** PAGE TEXT **
Our aim is to predict the request_count when the other paeameters are given.

In [None]:
import pandas as pd
import numpy as np
from sklearn.preprocessing import LabelEncoder, OneHotEncoder
from sklearn.model_selection import train_test_split
from sklearn import linear_model
import matplotlib.pyplot as plt
import seaborn as sns

In [None]:
#ALso remember to parse the date column. This will be helpful in the next step
training_data=pd.read_csv('../data/Met/Met_train.csv',sep=',',parse_dates=['date'])
training_data.head()

# Data Exploration

In [None]:
training_data.hist('max_temp',weights=training_data['request_count'],figsize=(16,4))
training_data.hist('min_temp',weights=training_data['request_count'],figsize=(16,4))
training_data.hist('precipitation',weights=training_data['request_count'],figsize=(16,4))
plt.show()


From the above histograms we see that most of the request comes when 
1. maximum temperature is below 10C 
2. min temperature is below 2C 
3. When there is zero precipitation

We use violin plot for dependence on the categorical variables (https://blog.modeanalytics.com/violin-plot-examples/)

In [None]:
var_name = "events"

** EXTRACTED INFORMATION **

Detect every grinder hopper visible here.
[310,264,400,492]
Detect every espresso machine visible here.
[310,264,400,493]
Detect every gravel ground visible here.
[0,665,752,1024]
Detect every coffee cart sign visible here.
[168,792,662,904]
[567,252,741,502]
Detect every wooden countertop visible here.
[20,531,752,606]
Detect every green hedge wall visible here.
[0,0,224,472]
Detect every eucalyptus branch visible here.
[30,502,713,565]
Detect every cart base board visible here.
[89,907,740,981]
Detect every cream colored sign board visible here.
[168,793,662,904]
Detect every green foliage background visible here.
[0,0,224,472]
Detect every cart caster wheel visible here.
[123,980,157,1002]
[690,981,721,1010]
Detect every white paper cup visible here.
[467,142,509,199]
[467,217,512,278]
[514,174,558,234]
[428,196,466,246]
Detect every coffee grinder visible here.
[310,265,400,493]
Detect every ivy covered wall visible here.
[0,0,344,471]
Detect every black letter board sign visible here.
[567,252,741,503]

==

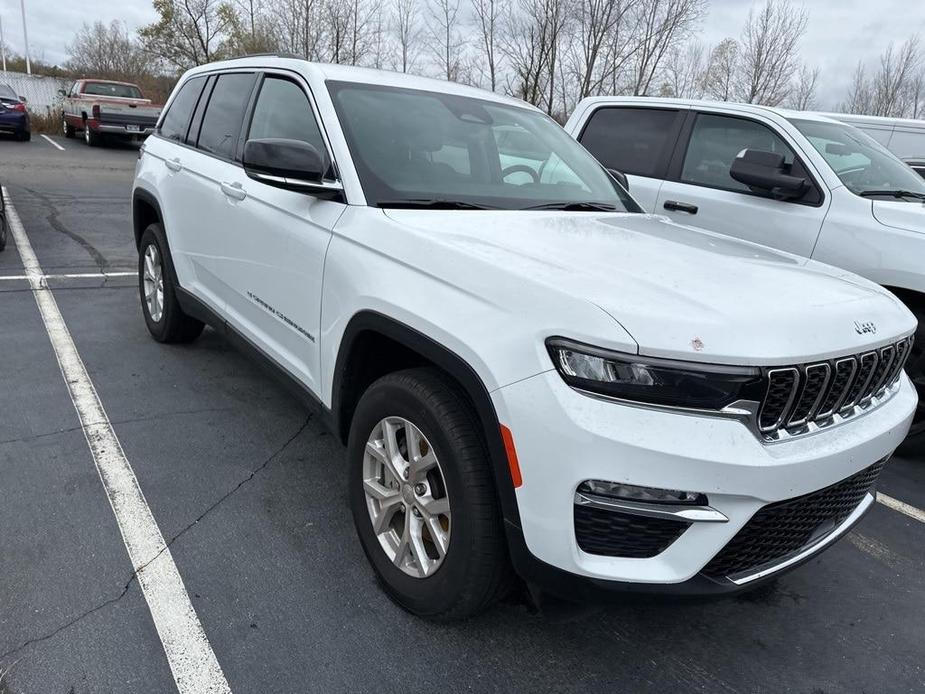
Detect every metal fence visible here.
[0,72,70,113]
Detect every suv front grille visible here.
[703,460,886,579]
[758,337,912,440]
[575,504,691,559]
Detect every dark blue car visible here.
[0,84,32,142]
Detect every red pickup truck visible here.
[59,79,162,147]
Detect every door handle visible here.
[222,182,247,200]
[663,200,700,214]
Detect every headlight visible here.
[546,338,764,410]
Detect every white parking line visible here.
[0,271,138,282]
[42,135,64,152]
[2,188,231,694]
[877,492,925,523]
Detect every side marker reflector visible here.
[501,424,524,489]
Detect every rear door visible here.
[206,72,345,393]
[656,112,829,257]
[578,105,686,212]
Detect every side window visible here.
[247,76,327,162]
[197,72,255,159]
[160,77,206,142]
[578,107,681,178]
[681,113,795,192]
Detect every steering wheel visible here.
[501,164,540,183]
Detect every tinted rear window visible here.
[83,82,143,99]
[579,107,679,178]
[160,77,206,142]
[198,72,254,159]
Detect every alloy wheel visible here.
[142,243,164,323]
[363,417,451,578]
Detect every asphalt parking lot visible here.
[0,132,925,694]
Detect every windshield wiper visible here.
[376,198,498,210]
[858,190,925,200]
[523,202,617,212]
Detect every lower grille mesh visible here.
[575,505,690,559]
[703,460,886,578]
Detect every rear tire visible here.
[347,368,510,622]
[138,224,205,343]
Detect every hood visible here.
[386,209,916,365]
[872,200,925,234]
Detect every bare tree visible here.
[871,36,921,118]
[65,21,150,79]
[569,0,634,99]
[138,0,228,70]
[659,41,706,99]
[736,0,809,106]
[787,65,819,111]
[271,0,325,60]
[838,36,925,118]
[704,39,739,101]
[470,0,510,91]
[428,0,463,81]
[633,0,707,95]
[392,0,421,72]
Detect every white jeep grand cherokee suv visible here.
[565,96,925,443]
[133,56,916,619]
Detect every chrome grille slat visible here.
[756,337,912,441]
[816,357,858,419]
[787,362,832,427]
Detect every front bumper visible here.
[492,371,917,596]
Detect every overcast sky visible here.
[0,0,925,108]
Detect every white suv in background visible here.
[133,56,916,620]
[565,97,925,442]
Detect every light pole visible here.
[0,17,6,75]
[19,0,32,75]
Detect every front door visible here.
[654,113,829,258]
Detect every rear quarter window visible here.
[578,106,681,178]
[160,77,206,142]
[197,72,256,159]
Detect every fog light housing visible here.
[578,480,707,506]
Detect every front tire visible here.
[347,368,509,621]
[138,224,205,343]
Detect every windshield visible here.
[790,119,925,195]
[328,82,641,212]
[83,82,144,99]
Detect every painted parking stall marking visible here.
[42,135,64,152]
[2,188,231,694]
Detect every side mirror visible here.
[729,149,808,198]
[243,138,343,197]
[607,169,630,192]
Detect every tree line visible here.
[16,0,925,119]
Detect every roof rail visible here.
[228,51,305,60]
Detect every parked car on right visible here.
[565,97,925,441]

* * *

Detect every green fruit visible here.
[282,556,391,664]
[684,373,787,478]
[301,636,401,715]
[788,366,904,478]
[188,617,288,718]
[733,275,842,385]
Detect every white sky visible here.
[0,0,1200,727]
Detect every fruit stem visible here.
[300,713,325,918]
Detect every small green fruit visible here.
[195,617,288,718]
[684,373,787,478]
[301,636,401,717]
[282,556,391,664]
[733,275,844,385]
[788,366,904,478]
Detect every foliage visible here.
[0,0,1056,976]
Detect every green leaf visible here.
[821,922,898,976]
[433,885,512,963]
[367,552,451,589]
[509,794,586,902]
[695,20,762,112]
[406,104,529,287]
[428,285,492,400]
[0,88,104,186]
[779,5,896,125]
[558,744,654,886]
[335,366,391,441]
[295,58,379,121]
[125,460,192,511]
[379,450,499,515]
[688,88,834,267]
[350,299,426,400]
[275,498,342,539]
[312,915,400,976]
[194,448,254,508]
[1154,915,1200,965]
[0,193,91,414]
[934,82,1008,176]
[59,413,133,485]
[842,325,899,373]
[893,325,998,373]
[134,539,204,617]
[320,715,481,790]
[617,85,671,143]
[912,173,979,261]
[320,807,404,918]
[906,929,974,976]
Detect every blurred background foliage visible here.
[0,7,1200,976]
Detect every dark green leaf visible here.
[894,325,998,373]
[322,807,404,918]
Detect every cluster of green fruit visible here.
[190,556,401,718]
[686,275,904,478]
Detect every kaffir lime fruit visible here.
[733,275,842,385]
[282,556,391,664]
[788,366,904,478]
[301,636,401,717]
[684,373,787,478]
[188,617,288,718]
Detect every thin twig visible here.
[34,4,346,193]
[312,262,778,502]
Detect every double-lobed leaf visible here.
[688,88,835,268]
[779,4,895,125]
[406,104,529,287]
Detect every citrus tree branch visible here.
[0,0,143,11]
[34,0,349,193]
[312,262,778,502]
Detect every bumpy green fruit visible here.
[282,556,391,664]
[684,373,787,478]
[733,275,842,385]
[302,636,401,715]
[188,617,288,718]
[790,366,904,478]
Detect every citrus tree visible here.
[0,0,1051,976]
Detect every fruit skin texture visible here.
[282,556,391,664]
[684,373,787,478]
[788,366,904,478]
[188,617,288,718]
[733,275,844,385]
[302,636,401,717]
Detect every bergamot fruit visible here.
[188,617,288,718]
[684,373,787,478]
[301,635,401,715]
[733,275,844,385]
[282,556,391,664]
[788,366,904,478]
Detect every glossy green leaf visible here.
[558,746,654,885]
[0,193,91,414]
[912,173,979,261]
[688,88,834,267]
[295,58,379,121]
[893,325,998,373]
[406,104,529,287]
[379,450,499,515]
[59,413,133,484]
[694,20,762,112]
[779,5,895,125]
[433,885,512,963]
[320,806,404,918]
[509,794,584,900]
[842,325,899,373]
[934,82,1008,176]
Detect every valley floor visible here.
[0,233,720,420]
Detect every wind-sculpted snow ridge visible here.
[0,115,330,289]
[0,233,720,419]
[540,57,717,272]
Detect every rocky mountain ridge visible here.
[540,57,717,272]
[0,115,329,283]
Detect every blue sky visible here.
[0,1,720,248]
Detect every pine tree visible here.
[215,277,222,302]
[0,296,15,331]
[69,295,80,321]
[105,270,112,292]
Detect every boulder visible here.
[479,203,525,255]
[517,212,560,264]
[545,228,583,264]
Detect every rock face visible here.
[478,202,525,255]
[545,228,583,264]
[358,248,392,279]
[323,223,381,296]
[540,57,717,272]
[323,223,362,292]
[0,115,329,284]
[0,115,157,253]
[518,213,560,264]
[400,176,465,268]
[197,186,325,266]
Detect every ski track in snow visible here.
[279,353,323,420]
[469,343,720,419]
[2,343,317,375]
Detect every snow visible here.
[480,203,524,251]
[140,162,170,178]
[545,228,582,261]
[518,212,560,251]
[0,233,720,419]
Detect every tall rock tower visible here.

** SET TASK 1 **
Answer these from the notebook excerpt, one line each:
(a) Which CSV file path is read into training_data?
(b) According to the histograms, below what minimum temperature do most requests come?
(c) What kind of plot is used for dependence on the categorical variables?
** SET TASK 2 **
Express the records from the line with "Detect every pine tree visible here." up to and including the line with "Detect every tall rock tower visible here." as a Markdown table with the columns Row and Line, leaving out blank lines.

** FINAL ANSWER 1 **
(a) ../data/Met/Met_train.csv
(b) 2C
(c) Violin plot

** FINAL ANSWER 2 **
| Row | Line |
|---|---|
| 1 | Detect every pine tree visible here. |
| 2 | [215,277,222,302] |
| 3 | [0,296,15,331] |
| 4 | [69,295,80,321] |
| 5 | [105,270,112,292] |
| 6 | Detect every boulder visible here. |
| 7 | [479,203,525,255] |
| 8 | [517,212,560,264] |
| 9 | [545,228,583,264] |
| 10 | Detect every rock face visible here. |
| 11 | [478,202,525,255] |
| 12 | [545,228,583,264] |
| 13 | [358,248,392,279] |
| 14 | [323,223,381,296] |
| 15 | [540,57,717,272] |
| 16 | [323,223,362,292] |
| 17 | [0,115,329,284] |
| 18 | [0,115,157,253] |
| 19 | [518,213,560,264] |
| 20 | [400,176,465,268] |
| 21 | [197,186,325,266] |
| 22 | Detect every ski track in snow visible here. |
| 23 | [279,353,323,420] |
| 24 | [469,343,720,419] |
| 25 | [2,343,317,375] |
| 26 | Detect every snow visible here. |
| 27 | [480,203,524,251] |
| 28 | [140,162,170,178] |
| 29 | [545,228,582,261] |
| 30 | [518,212,560,251] |
| 31 | [0,233,720,419] |
| 32 | Detect every tall rock tower visible here. |